*Extracted entries*
********************
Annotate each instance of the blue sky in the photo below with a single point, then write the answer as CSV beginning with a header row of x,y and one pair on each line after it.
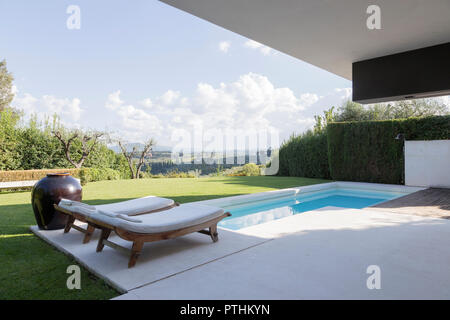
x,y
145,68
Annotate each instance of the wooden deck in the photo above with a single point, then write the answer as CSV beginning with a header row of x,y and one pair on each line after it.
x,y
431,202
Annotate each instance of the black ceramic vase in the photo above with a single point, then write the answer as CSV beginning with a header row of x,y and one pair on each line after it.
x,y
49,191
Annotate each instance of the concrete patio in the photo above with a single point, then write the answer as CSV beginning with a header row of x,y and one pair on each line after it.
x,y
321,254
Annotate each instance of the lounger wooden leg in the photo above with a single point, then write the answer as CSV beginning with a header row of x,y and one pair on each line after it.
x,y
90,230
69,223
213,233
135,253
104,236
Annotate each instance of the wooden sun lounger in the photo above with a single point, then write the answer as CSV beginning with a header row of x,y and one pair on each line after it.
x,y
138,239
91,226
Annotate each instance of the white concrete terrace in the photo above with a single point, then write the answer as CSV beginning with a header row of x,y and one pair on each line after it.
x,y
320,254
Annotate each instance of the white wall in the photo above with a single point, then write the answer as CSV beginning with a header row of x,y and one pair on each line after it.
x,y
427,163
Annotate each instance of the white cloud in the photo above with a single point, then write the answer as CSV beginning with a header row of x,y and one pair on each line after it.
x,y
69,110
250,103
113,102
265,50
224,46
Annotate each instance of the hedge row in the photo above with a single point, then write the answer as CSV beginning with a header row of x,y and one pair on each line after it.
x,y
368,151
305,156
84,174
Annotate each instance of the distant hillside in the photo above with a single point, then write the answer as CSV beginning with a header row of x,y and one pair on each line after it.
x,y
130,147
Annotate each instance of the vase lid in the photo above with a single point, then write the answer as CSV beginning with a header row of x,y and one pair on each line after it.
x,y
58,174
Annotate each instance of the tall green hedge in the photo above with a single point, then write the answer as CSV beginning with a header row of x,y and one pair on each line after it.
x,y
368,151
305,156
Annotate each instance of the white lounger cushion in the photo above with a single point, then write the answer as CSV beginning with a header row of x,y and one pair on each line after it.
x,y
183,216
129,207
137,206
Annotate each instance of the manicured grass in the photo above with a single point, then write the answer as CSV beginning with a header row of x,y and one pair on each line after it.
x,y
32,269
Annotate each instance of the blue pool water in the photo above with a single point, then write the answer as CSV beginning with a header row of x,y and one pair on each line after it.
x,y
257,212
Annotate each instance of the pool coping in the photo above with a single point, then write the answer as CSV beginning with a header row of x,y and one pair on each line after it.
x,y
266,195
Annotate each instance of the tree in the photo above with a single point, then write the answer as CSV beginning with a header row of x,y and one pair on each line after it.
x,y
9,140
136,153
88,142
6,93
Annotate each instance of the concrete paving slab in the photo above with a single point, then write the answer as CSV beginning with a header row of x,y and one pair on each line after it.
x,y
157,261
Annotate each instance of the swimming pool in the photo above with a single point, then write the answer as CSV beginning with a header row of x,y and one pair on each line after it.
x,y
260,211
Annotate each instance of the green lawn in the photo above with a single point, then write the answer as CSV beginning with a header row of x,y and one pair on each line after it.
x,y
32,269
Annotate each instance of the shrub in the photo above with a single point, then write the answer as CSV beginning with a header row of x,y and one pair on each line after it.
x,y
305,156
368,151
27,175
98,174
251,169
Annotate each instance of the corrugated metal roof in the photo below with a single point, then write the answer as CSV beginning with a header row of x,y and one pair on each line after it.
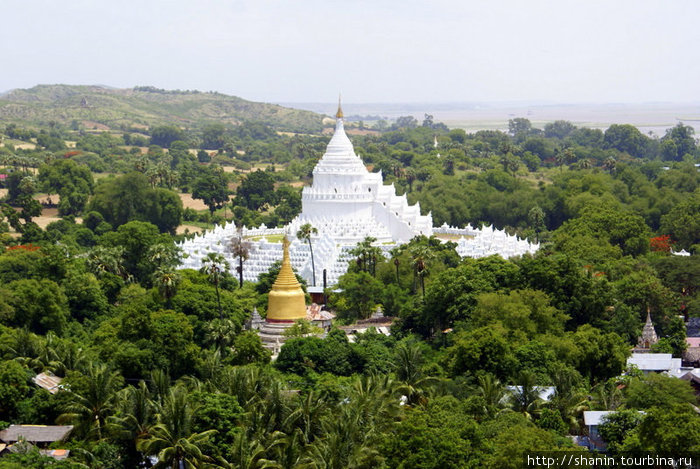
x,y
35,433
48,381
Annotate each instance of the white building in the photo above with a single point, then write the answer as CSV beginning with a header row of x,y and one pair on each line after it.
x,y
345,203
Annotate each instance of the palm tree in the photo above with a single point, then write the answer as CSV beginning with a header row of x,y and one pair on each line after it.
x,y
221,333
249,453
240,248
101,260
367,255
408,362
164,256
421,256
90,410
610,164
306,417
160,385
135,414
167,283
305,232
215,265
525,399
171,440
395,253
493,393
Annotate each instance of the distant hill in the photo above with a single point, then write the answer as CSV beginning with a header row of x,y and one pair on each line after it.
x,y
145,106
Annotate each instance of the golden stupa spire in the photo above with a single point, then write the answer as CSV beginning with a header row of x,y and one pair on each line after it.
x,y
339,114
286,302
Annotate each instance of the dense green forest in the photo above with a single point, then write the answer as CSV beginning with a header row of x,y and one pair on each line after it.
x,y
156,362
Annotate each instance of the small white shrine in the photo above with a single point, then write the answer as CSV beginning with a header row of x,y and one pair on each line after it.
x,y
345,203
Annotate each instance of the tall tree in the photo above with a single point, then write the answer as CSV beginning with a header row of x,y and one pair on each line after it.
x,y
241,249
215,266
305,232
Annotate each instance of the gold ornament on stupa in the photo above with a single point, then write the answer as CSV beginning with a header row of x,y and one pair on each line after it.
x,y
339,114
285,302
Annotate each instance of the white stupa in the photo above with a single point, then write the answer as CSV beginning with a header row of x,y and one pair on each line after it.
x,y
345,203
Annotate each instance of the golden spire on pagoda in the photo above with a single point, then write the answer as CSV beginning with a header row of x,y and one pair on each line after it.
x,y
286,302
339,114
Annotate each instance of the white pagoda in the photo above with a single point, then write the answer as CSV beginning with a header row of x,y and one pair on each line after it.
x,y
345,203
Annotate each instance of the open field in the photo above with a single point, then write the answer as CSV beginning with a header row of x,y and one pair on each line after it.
********************
*Work required*
Word for word, restate the material above; do not carry over the pictures.

*Answer*
Annotate each instance of the blue sky in the photo below with a single point, then write the answer as CSV beginning with a header row of x,y and one pair on each line after it.
x,y
145,68
Annotate each instance of the wooden deck in the photo above with a single point, then write the answer as CSV beginning with a header row of x,y and one pair on each line after it.
x,y
431,202
Annotate each instance of the black ceramic vase in the photo above with a single point, then write the answer as CSV beginning with a header row of x,y and one pair on each line after it.
x,y
49,191
Annotate each instance of the concrete patio in the photo above with a single point, then write the answer as CSV beginning with a header row of x,y and one pair on each line after it.
x,y
321,254
Annotate each instance of the lounger wooden leg in the photo above with a single point, then write the answer as CSV beginning with a header row of x,y and one pair on each line after it.
x,y
90,230
69,223
213,233
135,253
104,236
Annotate each instance of the wooden sun lounger in the photo above with a single point, then write the answer as CSV beginning with a header row of x,y and one pair on each line after it.
x,y
138,239
91,226
Annotate each instance of the white concrete terrace in the photo above with a single point, then write the answer as CSV beginning with a header row of x,y and one pair on each line after it.
x,y
320,254
Annotate each instance of the white wall in the photo above with a single point, then write the answer as CSV beginning with a header row of x,y and one pair on each line after it.
x,y
427,163
Annotate each instance of the white cloud in the photo above with a single point, then write the answer as CSV beginning with a header row of x,y and one pair on each line after it.
x,y
69,110
250,103
113,102
265,50
224,46
Annotate each instance of the hedge row in the photo above with a single point, then write the answer as CSV beginning with a header row of x,y and one pair on each line after it.
x,y
368,151
305,156
84,174
Annotate each instance of the distant hillside in the photo above with a single point, then write the answer as CSV beginning with a header row of x,y and one pair on each line after it.
x,y
130,147
Annotate each instance of the vase lid in the photo above with a single point, then write the answer as CSV beginning with a header row of x,y and one pair on each line after it.
x,y
58,174
Annotate each instance of the tall green hedge in the photo above with a single point, then write the answer as CSV beginning with a header row of x,y and one pair on each line after it.
x,y
368,151
305,156
Annotate each instance of the white lounger cushion in the photo above with a single point, then write the answer as CSV beginning with a header row of x,y and one pair on each line after it.
x,y
183,216
129,207
137,206
Annotate each instance of the manicured grass in the photo above with a single point, then write the answer as CSV beginning with a header row of x,y and one pair on each line after it.
x,y
32,269
Annotate each instance of the blue pool water in the photo above with a single point, then write the answer as CSV beginning with a header row of x,y and one pair on each line after it.
x,y
257,212
Annotate each instance of the pool coping in the photo above with a single point, then write the answer as CSV beginning with a header row of x,y and one pair on each line after it.
x,y
266,195
Annotate each instance of the tree in the photo above with a single point, then write the answer as CSV beginning with a header row of x,y and one pair on each line after it.
x,y
9,140
136,153
88,142
6,93
Annotate each instance of the concrete paving slab in the photo above with a single point, then write the answer as CSV beginning with a header row of x,y and one pair on each line after it.
x,y
157,261
Annotate each instance of the swimming pool in the photo above with a single point, then write the answer as CSV beginning with a header row of x,y and one pair on each line after it.
x,y
260,211
Annotate each instance of the green lawn in the photo above with a single point, then write the answer as CSV beginning with a header row of x,y and one pair on each line after it.
x,y
32,269
Annotate each instance of the shrub in the photo above with a single point, then write the answer as CSV beginning with a header row of x,y and one pair on each line after it.
x,y
305,156
368,151
27,175
98,174
251,169
Annotate each instance of the corrugated metal roof in the photo below with a single point, then write the answer as CSV beginning with a header row of x,y and one pair on each line after it.
x,y
35,433
48,381
Annotate each instance of the white building in the photo above with a single point, then write the answer as CSV beginning with a header row of x,y and one pair on each line after it.
x,y
345,203
Annotate each instance of the palm tree in the photo above with a single point, then write the answer as CSV beginning with a header row of x,y and one pair on each line after it.
x,y
221,333
249,453
240,248
101,260
367,255
408,362
164,256
421,256
90,410
610,164
306,417
160,385
135,414
167,283
305,232
215,265
525,399
171,440
395,253
493,393
Annotate each instance of the distant hill in the photo above with a single point, then write the answer as CSV beginning with a header row of x,y and one pair on each line after it.
x,y
145,106
Annotate each instance of the golden stupa spire in the photo above with a single point, then write the answer as CSV beginning with a header row of x,y and one pair on each line after it.
x,y
339,114
286,302
Annotate each instance of the dense green forest in the photo above with a single point, then write the answer as CSV beginning with a header row of x,y and one pair on each line after it.
x,y
156,362
Annotate each instance of the small white shrine in the photo above with a single point, then write the answer as CSV beginning with a header row of x,y and one pair on each line after it.
x,y
345,203
Annotate each instance of the tall tree in the photo above with a single point, then write the answer as CSV beginning with a header row of x,y and one pair on each line after it.
x,y
241,249
215,266
305,232
Annotate each instance of the gold ornament on stupa in the photo above with a single point, then write the answer as CSV beginning with a header row of x,y and one pair on each line after it.
x,y
339,114
285,302
Annotate each instance of the white stupa in the photo above with a single point, then write the answer as CSV beginning with a header row of x,y and one pair on each line after it.
x,y
345,203
Annotate each instance of the golden spire on pagoda in the photo above with a single point, then write the answer as CSV beginning with a header row of x,y and one pair on each line after it.
x,y
286,302
339,114
Annotate each instance of the white pagoda in the photo above with a single point, then write the answer as CSV beginning with a header row of x,y and one pair on each line after it.
x,y
345,203
Annotate each instance of the open field in the photo above with a single point, then write the answer as CSV beginning with a header row of x,y and one pair on each line after it.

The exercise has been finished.